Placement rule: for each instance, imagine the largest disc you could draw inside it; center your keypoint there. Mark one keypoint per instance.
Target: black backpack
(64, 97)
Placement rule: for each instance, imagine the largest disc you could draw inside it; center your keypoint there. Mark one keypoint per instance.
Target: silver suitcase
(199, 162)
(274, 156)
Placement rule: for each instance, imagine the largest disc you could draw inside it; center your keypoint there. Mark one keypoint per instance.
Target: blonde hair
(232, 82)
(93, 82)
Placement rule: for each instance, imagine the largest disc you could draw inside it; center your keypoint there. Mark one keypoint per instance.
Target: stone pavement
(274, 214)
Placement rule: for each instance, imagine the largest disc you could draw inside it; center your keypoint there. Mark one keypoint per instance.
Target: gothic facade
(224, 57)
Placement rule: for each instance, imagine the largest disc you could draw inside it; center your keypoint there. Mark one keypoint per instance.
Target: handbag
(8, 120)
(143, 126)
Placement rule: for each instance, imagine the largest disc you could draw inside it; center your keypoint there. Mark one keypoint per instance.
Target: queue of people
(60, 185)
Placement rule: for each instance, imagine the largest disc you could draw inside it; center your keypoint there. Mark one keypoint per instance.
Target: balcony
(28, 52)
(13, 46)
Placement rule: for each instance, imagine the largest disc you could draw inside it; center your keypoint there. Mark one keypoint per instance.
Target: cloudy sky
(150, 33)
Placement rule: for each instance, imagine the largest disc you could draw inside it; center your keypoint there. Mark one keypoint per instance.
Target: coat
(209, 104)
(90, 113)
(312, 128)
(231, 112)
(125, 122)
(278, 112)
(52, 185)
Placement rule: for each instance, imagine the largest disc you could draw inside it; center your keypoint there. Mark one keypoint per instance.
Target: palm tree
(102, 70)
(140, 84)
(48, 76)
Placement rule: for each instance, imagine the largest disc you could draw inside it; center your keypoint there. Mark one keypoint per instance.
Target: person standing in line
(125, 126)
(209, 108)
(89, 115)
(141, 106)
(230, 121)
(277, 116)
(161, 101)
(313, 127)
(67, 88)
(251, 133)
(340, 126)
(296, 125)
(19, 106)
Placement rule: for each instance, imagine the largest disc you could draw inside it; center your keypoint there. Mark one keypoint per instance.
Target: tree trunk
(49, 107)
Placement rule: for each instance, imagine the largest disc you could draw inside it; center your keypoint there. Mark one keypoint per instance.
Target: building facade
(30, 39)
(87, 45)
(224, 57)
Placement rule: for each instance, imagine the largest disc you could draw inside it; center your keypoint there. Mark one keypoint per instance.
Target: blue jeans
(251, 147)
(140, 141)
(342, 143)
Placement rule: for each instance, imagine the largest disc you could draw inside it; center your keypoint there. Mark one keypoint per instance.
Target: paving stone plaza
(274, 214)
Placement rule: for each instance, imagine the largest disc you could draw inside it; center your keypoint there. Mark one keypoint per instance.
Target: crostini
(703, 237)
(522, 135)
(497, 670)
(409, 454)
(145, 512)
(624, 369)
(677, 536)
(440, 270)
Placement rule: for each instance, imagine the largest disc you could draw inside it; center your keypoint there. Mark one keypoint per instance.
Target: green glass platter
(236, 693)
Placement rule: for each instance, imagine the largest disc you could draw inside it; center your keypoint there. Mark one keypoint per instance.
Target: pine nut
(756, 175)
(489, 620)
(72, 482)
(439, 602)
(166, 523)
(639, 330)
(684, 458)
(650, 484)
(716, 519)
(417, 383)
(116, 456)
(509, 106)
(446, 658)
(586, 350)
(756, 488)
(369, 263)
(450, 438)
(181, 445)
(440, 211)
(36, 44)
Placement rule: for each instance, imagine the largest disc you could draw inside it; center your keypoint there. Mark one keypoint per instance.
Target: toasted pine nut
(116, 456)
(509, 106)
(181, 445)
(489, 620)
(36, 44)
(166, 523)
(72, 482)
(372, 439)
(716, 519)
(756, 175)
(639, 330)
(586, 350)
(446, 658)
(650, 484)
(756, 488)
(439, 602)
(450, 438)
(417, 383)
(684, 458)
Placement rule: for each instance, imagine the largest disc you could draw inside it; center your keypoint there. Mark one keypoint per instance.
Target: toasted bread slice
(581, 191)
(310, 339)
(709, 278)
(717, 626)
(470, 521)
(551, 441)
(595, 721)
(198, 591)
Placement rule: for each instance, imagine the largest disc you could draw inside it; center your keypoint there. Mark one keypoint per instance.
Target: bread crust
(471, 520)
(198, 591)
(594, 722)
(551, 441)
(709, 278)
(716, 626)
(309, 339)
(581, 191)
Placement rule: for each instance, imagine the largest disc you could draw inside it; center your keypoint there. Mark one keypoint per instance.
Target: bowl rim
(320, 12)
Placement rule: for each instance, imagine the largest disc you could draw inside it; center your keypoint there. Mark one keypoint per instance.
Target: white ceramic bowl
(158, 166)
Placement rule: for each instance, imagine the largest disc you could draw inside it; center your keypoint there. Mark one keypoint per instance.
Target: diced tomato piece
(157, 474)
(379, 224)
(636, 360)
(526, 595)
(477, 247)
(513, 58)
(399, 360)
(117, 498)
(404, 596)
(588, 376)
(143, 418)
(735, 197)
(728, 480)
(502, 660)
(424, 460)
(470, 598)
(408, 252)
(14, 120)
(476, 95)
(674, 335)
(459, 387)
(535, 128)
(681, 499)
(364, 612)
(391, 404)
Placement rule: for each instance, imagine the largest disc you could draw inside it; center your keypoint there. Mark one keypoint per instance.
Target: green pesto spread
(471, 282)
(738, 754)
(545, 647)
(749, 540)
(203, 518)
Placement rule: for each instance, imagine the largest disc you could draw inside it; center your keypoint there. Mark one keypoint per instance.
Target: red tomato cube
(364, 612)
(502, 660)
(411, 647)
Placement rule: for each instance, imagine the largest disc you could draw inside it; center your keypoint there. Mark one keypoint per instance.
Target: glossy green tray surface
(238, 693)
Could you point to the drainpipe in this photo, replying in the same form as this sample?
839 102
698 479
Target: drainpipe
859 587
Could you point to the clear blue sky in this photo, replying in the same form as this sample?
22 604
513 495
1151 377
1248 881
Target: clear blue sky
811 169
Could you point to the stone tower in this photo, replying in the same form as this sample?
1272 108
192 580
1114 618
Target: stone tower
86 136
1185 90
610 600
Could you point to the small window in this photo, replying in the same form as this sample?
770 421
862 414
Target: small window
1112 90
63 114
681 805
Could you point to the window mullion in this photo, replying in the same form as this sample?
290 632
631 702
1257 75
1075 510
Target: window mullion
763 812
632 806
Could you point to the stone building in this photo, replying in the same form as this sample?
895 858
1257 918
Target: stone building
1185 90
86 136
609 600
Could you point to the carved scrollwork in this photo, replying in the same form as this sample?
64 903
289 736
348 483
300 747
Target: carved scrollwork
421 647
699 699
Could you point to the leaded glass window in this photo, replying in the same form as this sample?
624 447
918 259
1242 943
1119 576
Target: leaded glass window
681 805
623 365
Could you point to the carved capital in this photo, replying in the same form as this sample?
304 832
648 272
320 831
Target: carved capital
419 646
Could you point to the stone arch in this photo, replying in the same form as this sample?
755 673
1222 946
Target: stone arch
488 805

------------

— What to produce —
All of the data above needs to be written out again, exactly.

— Solution to this problem —
Placement rule: for each instance, imagine the largest disc you could draw inside it; center your keypoint there. Mark one keypoint per instance.
Target: black backpack
(64, 97)
Placement rule: for each instance, imagine the largest disc you could draw inside it; center your keypoint there. Mark one keypoint per instance.
Target: silver suitcase
(199, 162)
(274, 156)
Placement rule: for each instance, imagine the largest disc you could draw inside it; center your keypoint there. Mark one keypoint per instance.
Target: blonde hair
(232, 82)
(93, 82)
Placement rule: for each instance, imagine the largest disc you could draw inside it; center your keypoint there. Mark one keypoint per instance.
Target: stone pavement
(274, 214)
Placement rule: for each instance, imagine the largest disc you could draw inside it; center your keypoint there. Mark one keypoint per instance.
Target: gothic facade
(224, 57)
Placement rule: for each instance, imagine the largest disc you could draw inside it; center your keypoint there. Mark one keypoint per instance.
Target: handbag
(8, 120)
(143, 126)
Placement rule: for each instance, imagine the largest disc you could draw inside it; center your keypoint there. Mark one keypoint per instance.
Target: queue of people
(60, 185)
Placement rule: for each instance, imagine the largest disc you could draw inside it; center your keypoint there. Mark one keypoint per instance.
Target: balcony
(28, 52)
(13, 46)
Placement rule: for each instance, imagine the largest disc you could draw inside it; center your keypoint there. Mark one keypoint per instance.
Target: cloudy sky
(150, 33)
Placement rule: for each instance, imagine the largest disc you could draw inside it; center your keypoint there. Mark one keypoint per instance.
Target: coat
(209, 104)
(90, 113)
(312, 128)
(231, 112)
(125, 122)
(278, 112)
(52, 185)
Placement rule: for each instance, imagine the largest disc you could draw inside it; center your keypoint there. Mark one keypoint per instance.
Target: palm tree
(102, 70)
(140, 84)
(48, 76)
Placement rule: for each instance, imagine the largest disc you could draw inside it; center your keypoint there. Mark one keypoint per instance.
Target: person standing in line
(125, 126)
(209, 108)
(89, 115)
(141, 106)
(230, 121)
(277, 116)
(161, 101)
(313, 127)
(67, 88)
(251, 133)
(340, 126)
(296, 125)
(19, 106)
Placement rule: for each instance, imagine the largest disc you could draw inside it; center your keypoint there. Mark one keypoint per instance.
Target: tree trunk
(49, 107)
Placement rule: for each instance, imagine the largest disc you could draw inside it; center your keypoint there. Mark one keypoint per instance.
Target: building facade
(30, 39)
(87, 45)
(224, 57)
Placement rule: for each instance, imagine the largest disc you could draw inside it; center your keypoint there. Mark one keypoint per instance.
Target: blue jeans
(251, 147)
(140, 141)
(342, 143)
Placement rule: for each instance, imagine the largest disc you could draw inside it; center your keypoint there. Mark one keypoint per instance.
Target: paving stone plaza
(274, 214)
Placement rule: for each instance, imagine the largest disc you could draw inside it; center your keypoint there. Mark one keypoint per instance.
Target: crostini
(703, 237)
(522, 135)
(497, 670)
(409, 454)
(145, 512)
(624, 369)
(677, 536)
(440, 270)
Placement rule: for each instance, imagine the largest disc you could draw inside it; center your keypoint there. Mark one keypoint per instance.
Target: green glass platter
(236, 693)
Placement rule: for each instance, imagine the largest disc you could draw inside it; center your keypoint there. Mark one keypoint per instance.
Target: pine nut
(756, 175)
(489, 620)
(72, 482)
(439, 602)
(166, 523)
(639, 330)
(684, 458)
(650, 484)
(716, 519)
(417, 383)
(116, 456)
(509, 106)
(446, 658)
(586, 350)
(756, 488)
(369, 263)
(450, 438)
(181, 445)
(440, 211)
(36, 44)
Placement rule: for each instance, imagine the largest disc you could draw inside it; center your keypoint there. Mark one keypoint per instance.
Target: toasted pine nut
(116, 456)
(509, 106)
(181, 445)
(489, 620)
(36, 44)
(166, 523)
(72, 482)
(372, 439)
(716, 519)
(756, 175)
(639, 330)
(586, 350)
(446, 658)
(650, 484)
(756, 488)
(439, 602)
(450, 438)
(417, 383)
(684, 458)
Placement rule: for each instance, imagine the largest disc you could draw inside it; center your keypoint there. Mark one keypoint per instance.
Target: toasted bread slice
(581, 191)
(310, 339)
(709, 278)
(717, 626)
(470, 521)
(551, 441)
(595, 721)
(198, 591)
Placement rule: for each instance, imagine the largest disc you could draw inside it; center your keypoint there. Mark one keypoint per instance.
Target: bread crust
(471, 520)
(198, 591)
(594, 722)
(551, 441)
(709, 278)
(716, 626)
(309, 339)
(581, 191)
Placement rule: for each instance, imagine the largest disc you could draw inside it; center your keypoint there. Mark one keypoint per instance.
Target: bowl rim
(320, 12)
Placement rule: for each instance, imagine the largest disc you could draw inside it; center your keypoint there. Mark one keypoint per instance.
Target: white ceramic bowl
(158, 166)
Placement rule: for each instance, imagine the largest disc you could draw inside it; center your keypoint there. Mark one keypoint per instance.
Target: diced tomato piece
(157, 474)
(379, 224)
(636, 360)
(526, 595)
(477, 247)
(513, 58)
(399, 360)
(117, 498)
(404, 596)
(588, 376)
(143, 418)
(735, 197)
(728, 480)
(502, 660)
(424, 460)
(470, 598)
(408, 252)
(14, 120)
(476, 95)
(674, 335)
(459, 387)
(535, 128)
(681, 499)
(364, 612)
(391, 404)
Placement rule: for each instance, imagine the largest disc you could draw inside it; center your keypoint there. Mark one keypoint per instance.
Target: green pesto spread
(471, 282)
(738, 754)
(545, 647)
(749, 540)
(203, 518)
Placement rule: for each instance, imagine the largest disc you could draw inside it; center your keypoint there. Mark one keypoint per instance.
Target: red tomato cube
(364, 612)
(502, 660)
(411, 647)
Placement rule: for each instance, imagine the largest disc you could draw inside it; center your keypoint there. Mark one keypoint per instance.
Target: glossy green tray surface
(238, 693)
Could you point to the drainpipe in this photo, replying in the same form as this sample?
839 102
698 479
Target: drainpipe
859 587
Could you point to the clear blue sky in this photo, replying in the same form as this sample?
22 604
513 495
1151 377
1248 881
Target: clear blue sky
811 169
Could you point to the stone tower in this photo, replying in the same form as this sample?
1272 108
192 580
1114 618
Target: stone tower
86 136
1185 90
610 600
Could you point to the small window in this photo, replying in the same form as this sample?
770 421
862 414
Target: small window
1112 90
63 114
681 805
Could you point to the window mullion in this photo, replying in the same form as this sample?
290 632
631 702
1257 75
1075 510
Target: window mullion
763 812
632 806
Could you point to the stone building in this photo, replying in the same form as this sample?
895 858
1257 918
Target: stone building
1185 90
86 136
609 600
Could you point to the carved scrollwork in this photo, replying in the same form as this sample?
64 903
289 736
348 483
300 747
Target: carved scrollwork
421 647
699 699
Could you point to the leaded glass window in this photo, replying in the same form as this sample?
624 447
918 259
1242 943
1119 576
Target: leaded glass window
681 805
623 365
Could you point to the carved capital in this photo, replying in the same form as this sample?
304 832
648 272
320 831
Target: carved capital
419 646
Could you point to the stone arch in this photo, replying in the same form as this sample?
755 673
1222 946
Target: stone arch
488 805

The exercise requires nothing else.